### EXERCISE DATA
===============
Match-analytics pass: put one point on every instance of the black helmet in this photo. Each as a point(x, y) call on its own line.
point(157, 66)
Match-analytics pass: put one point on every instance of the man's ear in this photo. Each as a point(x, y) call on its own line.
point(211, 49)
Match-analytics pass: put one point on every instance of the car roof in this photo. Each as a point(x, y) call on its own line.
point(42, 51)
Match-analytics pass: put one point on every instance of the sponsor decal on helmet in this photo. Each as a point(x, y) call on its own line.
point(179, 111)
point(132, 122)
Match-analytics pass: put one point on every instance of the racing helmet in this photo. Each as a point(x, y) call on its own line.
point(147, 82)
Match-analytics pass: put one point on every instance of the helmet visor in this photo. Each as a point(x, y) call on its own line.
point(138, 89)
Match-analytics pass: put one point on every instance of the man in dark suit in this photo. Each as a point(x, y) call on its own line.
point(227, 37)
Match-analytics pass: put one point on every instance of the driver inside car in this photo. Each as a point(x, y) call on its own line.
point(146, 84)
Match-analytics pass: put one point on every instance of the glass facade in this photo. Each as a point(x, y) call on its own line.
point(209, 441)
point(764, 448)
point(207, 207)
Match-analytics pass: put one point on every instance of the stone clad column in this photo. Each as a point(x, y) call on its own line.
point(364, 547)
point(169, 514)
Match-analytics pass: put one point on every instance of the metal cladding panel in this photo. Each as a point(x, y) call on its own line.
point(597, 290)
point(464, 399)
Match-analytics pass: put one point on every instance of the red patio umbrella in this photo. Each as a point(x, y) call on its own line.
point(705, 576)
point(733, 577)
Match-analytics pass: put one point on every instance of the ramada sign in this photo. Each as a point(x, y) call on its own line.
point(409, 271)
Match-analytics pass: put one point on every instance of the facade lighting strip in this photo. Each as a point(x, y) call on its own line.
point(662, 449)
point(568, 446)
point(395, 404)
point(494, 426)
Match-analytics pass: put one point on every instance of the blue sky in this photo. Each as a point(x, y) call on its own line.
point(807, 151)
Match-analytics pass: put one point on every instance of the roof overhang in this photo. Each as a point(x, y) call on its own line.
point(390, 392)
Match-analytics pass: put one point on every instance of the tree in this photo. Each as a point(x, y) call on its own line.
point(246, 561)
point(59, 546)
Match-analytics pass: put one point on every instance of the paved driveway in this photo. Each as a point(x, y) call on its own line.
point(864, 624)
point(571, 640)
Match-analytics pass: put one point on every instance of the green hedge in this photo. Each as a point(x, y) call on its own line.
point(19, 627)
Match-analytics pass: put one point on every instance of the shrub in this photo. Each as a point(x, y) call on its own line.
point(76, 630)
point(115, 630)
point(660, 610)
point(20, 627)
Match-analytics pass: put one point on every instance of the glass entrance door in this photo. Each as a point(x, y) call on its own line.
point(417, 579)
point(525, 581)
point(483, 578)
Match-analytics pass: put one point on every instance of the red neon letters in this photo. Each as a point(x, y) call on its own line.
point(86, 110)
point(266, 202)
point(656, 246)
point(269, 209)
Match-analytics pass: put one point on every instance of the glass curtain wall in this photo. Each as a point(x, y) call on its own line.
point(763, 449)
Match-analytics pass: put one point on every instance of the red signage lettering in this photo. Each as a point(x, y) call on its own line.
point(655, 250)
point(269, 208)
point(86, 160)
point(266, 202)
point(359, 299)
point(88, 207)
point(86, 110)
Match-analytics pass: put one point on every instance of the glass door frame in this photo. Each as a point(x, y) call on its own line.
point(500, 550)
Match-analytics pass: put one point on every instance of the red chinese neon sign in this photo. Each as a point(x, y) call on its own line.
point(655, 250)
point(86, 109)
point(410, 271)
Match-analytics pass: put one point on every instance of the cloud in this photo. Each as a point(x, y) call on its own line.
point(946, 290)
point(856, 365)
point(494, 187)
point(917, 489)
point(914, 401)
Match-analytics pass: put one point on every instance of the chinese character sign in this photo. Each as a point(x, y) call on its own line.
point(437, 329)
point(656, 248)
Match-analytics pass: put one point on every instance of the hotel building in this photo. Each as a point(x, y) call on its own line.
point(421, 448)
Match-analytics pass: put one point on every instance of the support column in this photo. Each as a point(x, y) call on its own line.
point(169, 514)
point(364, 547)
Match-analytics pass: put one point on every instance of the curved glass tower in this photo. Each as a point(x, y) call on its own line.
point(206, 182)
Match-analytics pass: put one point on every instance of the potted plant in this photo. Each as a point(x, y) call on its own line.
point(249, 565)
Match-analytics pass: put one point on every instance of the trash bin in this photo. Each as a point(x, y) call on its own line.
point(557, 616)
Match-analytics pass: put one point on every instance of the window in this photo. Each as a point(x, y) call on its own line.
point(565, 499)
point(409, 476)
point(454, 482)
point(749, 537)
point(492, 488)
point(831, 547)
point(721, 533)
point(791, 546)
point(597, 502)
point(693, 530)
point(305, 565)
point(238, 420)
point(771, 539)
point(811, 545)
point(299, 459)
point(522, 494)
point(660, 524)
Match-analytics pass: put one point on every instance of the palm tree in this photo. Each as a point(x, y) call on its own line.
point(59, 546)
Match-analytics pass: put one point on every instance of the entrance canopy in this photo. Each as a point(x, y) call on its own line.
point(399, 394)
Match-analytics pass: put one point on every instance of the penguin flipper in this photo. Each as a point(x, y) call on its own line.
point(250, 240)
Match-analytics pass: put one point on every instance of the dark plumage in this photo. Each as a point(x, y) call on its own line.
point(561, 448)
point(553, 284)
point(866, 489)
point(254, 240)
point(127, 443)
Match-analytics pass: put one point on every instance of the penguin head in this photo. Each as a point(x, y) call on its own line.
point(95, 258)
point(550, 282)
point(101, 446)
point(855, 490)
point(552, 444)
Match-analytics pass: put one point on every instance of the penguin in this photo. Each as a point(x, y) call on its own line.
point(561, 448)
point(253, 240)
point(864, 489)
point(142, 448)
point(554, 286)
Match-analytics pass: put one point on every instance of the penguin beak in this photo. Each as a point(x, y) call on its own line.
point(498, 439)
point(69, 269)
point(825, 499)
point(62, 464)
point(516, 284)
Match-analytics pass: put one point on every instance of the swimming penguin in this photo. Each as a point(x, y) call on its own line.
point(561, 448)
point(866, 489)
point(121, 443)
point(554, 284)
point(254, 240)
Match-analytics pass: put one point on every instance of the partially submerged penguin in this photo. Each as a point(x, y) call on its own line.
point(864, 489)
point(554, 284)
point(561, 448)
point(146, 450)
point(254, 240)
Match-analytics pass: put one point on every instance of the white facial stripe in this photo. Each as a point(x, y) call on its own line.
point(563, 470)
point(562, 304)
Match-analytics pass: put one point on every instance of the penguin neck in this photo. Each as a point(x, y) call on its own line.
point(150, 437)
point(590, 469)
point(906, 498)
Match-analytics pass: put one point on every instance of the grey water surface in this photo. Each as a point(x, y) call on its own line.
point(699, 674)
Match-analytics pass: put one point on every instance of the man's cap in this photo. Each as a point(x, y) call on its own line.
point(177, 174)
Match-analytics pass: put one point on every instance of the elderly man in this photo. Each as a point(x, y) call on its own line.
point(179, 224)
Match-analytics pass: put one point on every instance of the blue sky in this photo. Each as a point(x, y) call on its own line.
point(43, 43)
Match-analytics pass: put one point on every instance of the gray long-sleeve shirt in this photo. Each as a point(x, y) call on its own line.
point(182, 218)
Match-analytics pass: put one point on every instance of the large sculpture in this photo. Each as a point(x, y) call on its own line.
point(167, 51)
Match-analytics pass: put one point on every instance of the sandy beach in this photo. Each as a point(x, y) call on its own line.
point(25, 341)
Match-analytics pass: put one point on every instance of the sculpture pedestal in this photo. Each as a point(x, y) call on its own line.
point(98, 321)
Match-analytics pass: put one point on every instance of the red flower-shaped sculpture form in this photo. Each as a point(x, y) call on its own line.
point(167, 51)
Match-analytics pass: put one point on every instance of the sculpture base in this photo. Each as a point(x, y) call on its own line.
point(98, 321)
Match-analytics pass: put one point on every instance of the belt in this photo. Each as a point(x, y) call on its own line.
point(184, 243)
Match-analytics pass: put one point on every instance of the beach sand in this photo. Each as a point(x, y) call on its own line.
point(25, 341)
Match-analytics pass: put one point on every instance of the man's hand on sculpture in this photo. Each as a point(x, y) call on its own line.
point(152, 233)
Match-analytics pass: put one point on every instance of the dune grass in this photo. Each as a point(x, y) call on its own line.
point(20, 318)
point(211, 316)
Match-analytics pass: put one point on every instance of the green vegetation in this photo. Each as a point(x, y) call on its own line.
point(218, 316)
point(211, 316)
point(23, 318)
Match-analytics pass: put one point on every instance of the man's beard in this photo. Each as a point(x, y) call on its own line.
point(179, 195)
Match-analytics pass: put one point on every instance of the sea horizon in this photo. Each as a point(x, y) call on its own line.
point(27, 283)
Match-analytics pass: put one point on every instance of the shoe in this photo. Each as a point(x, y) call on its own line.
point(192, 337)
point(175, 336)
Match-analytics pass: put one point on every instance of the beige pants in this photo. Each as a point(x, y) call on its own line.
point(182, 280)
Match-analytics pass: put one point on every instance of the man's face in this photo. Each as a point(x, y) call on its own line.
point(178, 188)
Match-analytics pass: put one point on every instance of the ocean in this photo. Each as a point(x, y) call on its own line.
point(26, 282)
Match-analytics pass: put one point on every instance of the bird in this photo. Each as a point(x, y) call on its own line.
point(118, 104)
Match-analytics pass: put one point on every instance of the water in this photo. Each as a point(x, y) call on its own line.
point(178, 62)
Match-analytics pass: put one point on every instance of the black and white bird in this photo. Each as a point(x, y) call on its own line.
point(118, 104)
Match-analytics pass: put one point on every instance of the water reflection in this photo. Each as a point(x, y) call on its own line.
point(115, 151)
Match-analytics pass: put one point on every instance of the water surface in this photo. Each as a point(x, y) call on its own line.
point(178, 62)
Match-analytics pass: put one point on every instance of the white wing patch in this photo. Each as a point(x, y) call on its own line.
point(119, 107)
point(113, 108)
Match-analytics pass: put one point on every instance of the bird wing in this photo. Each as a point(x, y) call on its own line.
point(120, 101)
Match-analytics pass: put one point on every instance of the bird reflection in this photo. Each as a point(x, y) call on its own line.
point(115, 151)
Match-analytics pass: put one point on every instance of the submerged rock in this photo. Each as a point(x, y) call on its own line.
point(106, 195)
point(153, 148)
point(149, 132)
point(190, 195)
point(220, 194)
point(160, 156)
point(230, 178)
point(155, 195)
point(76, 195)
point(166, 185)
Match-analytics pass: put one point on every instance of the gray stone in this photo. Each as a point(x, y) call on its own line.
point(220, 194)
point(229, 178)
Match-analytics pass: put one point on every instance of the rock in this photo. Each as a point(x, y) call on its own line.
===============
### PROBLEM DESCRIPTION
Copy the listing from the line containing "the white wing" through the end of the listing, with "submerged rock" changed to "sunken rock" and nothing else altered. Give only those lines.

### WRITTEN SOLUTION
Match-analytics pass: put one point on every instance of the white wing patch in this photo. Each as a point(x, y) call on its own line.
point(119, 107)
point(113, 108)
Match-analytics pass: put one point on every instance of the bird wing in this photo. Each as a point(x, y) call on its own line.
point(120, 101)
Match-analytics pass: put one point on every instance of the bird reflection in this photo. Each as a point(x, y) call on its own line.
point(115, 151)
Match-analytics pass: put one point on every instance of the sunken rock in this photo. Each as a point(x, y) call on its own line.
point(106, 195)
point(153, 148)
point(149, 132)
point(190, 195)
point(220, 194)
point(160, 156)
point(230, 178)
point(155, 195)
point(76, 195)
point(166, 185)
Match-analytics pass: put one point on every instance of the gray stone in this photo. Each as a point(x, y) call on its own line.
point(220, 194)
point(229, 178)
Match-analytics pass: put one point on every instance of the rock in this photo. Each as a point(x, y) call on its own line.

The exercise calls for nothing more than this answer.